### Raw data:
____________________

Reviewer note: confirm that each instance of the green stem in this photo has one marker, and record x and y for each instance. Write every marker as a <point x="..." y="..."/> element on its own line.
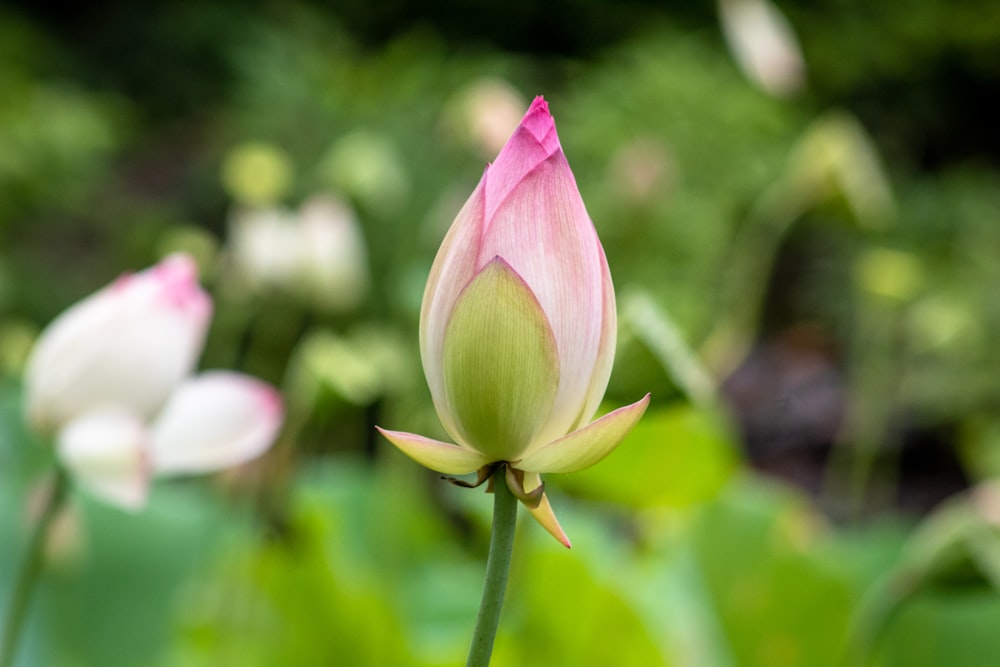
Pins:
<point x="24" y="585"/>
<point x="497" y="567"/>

____________________

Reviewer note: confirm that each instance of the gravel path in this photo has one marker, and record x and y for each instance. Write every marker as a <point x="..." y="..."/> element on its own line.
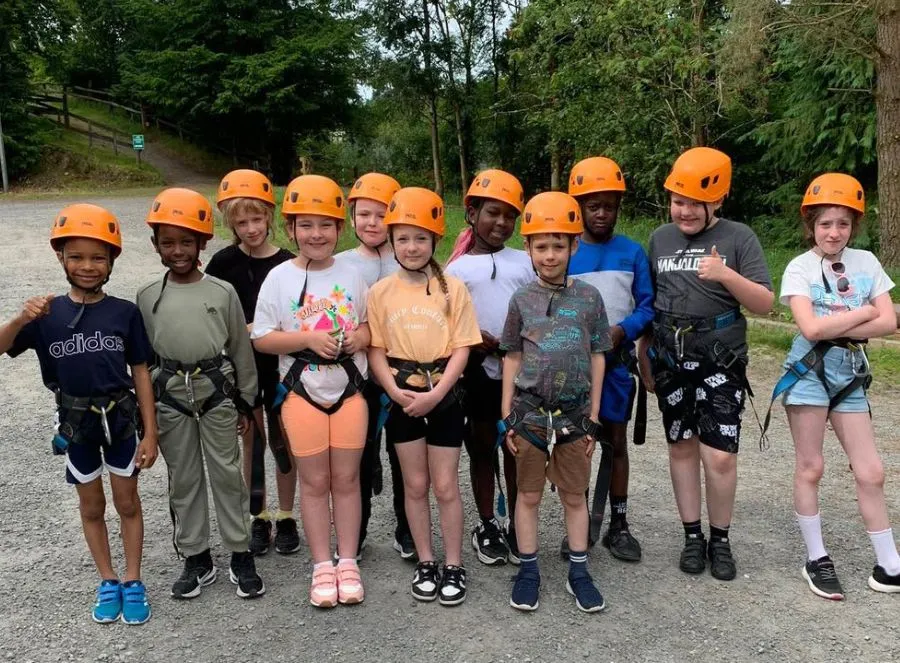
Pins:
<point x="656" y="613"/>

____________________

### What the exercise asks:
Nothing except a number is needed: how many lines of the entries contain the word "instance"?

### Task response:
2